TASK INSTRUCTIONS
Reproduce the part of the listing that opens with its first line and closes with the line containing "negative clicks: (97, 391)", keeping every character the same.

MATERIALS PROVIDED
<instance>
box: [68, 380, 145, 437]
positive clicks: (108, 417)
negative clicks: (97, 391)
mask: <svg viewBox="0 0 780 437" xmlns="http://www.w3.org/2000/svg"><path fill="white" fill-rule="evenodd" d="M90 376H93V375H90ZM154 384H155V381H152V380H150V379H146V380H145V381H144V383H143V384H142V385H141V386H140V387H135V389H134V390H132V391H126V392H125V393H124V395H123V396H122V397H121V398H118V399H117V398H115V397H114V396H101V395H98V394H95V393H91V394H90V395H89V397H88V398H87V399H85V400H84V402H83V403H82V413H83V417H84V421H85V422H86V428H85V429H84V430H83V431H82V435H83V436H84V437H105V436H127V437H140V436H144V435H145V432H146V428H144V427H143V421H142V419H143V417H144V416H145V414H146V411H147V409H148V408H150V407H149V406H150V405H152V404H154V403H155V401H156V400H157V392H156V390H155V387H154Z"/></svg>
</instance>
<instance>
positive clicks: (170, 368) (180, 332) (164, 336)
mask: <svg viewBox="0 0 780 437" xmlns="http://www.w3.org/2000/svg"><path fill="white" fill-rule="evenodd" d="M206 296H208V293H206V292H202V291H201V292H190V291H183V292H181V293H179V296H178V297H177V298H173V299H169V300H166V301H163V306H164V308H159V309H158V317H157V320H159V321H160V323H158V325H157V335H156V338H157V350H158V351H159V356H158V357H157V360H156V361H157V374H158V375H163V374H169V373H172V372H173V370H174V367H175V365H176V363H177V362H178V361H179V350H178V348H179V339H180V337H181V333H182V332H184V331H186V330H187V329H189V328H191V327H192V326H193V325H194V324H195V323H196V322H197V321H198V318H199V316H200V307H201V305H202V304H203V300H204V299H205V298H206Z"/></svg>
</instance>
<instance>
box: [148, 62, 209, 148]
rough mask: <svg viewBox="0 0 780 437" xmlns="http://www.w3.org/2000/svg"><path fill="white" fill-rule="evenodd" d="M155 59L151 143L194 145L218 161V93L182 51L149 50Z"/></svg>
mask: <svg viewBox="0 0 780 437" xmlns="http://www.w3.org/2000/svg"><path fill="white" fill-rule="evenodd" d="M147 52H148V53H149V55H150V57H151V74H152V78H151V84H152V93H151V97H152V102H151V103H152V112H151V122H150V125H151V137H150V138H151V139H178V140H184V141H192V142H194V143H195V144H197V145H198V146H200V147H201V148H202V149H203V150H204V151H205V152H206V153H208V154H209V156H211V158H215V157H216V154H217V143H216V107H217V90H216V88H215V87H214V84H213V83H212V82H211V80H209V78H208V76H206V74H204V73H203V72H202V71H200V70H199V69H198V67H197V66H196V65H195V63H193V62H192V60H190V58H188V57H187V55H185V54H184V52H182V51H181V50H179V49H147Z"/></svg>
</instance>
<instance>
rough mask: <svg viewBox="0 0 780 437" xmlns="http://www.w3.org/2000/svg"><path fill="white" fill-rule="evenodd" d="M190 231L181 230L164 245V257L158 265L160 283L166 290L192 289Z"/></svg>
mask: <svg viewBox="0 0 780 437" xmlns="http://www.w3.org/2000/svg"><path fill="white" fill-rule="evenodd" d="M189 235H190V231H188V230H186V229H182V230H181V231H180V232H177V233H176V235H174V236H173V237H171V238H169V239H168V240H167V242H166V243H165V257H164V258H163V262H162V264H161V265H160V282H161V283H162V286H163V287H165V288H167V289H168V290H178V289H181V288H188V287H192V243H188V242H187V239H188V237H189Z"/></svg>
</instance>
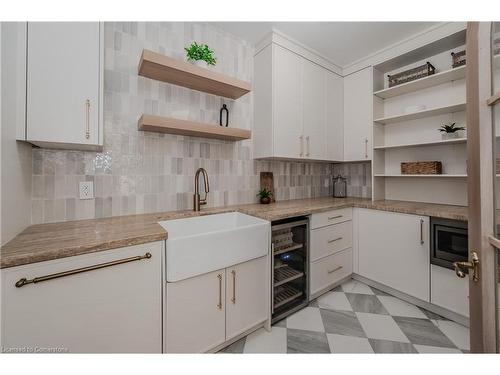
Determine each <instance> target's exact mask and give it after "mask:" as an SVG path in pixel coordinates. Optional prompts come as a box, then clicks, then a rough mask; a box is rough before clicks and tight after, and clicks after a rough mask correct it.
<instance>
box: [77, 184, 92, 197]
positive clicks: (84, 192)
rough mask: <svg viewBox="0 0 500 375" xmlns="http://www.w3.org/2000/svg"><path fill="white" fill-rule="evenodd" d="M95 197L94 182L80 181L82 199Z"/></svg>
mask: <svg viewBox="0 0 500 375" xmlns="http://www.w3.org/2000/svg"><path fill="white" fill-rule="evenodd" d="M93 198H94V182H92V181H81V182H80V199H93Z"/></svg>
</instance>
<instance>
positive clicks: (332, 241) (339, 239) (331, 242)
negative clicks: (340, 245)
mask: <svg viewBox="0 0 500 375" xmlns="http://www.w3.org/2000/svg"><path fill="white" fill-rule="evenodd" d="M342 238H344V237H338V238H334V239H333V240H328V243H332V242H335V241H340V240H341V239H342Z"/></svg>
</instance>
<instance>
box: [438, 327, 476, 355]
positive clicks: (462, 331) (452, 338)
mask: <svg viewBox="0 0 500 375" xmlns="http://www.w3.org/2000/svg"><path fill="white" fill-rule="evenodd" d="M432 322H433V323H434V324H435V325H436V326H437V327H438V328H439V329H440V330H441V332H443V333H444V334H445V335H446V337H448V338H449V339H450V340H451V342H452V343H454V344H455V345H456V346H457V347H459V348H460V349H463V350H470V341H469V329H468V328H467V327H464V326H463V325H460V324H458V323H455V322H451V321H449V320H432Z"/></svg>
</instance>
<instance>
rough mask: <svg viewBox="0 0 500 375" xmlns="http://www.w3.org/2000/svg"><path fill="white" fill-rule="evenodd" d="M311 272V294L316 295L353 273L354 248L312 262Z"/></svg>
mask: <svg viewBox="0 0 500 375" xmlns="http://www.w3.org/2000/svg"><path fill="white" fill-rule="evenodd" d="M310 272H311V295H314V294H315V293H318V292H319V291H321V290H322V289H325V288H327V287H328V286H330V285H332V284H333V283H335V282H337V281H339V280H341V279H343V278H344V277H346V276H349V275H350V274H351V273H352V249H351V248H349V249H346V250H343V251H341V252H339V253H336V254H333V255H329V256H327V257H325V258H322V259H320V260H317V261H316V262H313V263H311V269H310Z"/></svg>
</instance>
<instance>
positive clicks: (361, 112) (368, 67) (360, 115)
mask: <svg viewBox="0 0 500 375" xmlns="http://www.w3.org/2000/svg"><path fill="white" fill-rule="evenodd" d="M372 108H373V81H372V68H371V67H368V68H365V69H363V70H360V71H358V72H356V73H353V74H350V75H348V76H346V77H344V160H345V161H350V160H371V152H372V151H371V148H372V127H373V120H372V118H373V113H372V112H373V110H372Z"/></svg>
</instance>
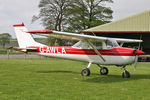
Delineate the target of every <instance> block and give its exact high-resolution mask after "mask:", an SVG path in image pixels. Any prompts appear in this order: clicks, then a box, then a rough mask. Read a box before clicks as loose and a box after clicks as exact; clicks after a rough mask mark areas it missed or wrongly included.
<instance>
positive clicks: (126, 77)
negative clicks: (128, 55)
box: [122, 66, 130, 78]
mask: <svg viewBox="0 0 150 100" xmlns="http://www.w3.org/2000/svg"><path fill="white" fill-rule="evenodd" d="M125 67H126V66H123V69H124V72H123V73H122V77H123V78H130V73H129V72H128V71H127V70H126V68H125Z"/></svg>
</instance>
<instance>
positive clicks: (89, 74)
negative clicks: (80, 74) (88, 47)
mask: <svg viewBox="0 0 150 100" xmlns="http://www.w3.org/2000/svg"><path fill="white" fill-rule="evenodd" d="M81 75H82V76H90V70H89V69H88V68H84V69H82V71H81Z"/></svg>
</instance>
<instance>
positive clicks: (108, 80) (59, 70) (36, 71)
mask: <svg viewBox="0 0 150 100" xmlns="http://www.w3.org/2000/svg"><path fill="white" fill-rule="evenodd" d="M36 72H37V73H70V74H80V73H79V72H73V71H64V70H55V71H36ZM83 77H85V76H83ZM140 79H150V74H147V75H141V74H139V75H138V74H133V75H132V76H131V78H122V77H121V76H120V75H105V76H101V75H99V74H96V73H93V74H91V76H89V77H87V79H85V78H84V80H81V81H83V82H89V83H114V82H123V81H135V80H140Z"/></svg>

ANSWER TO THE EXERCISE
<instance>
box: [68, 380, 145, 437]
positive clicks: (108, 417)
negative clicks: (97, 391)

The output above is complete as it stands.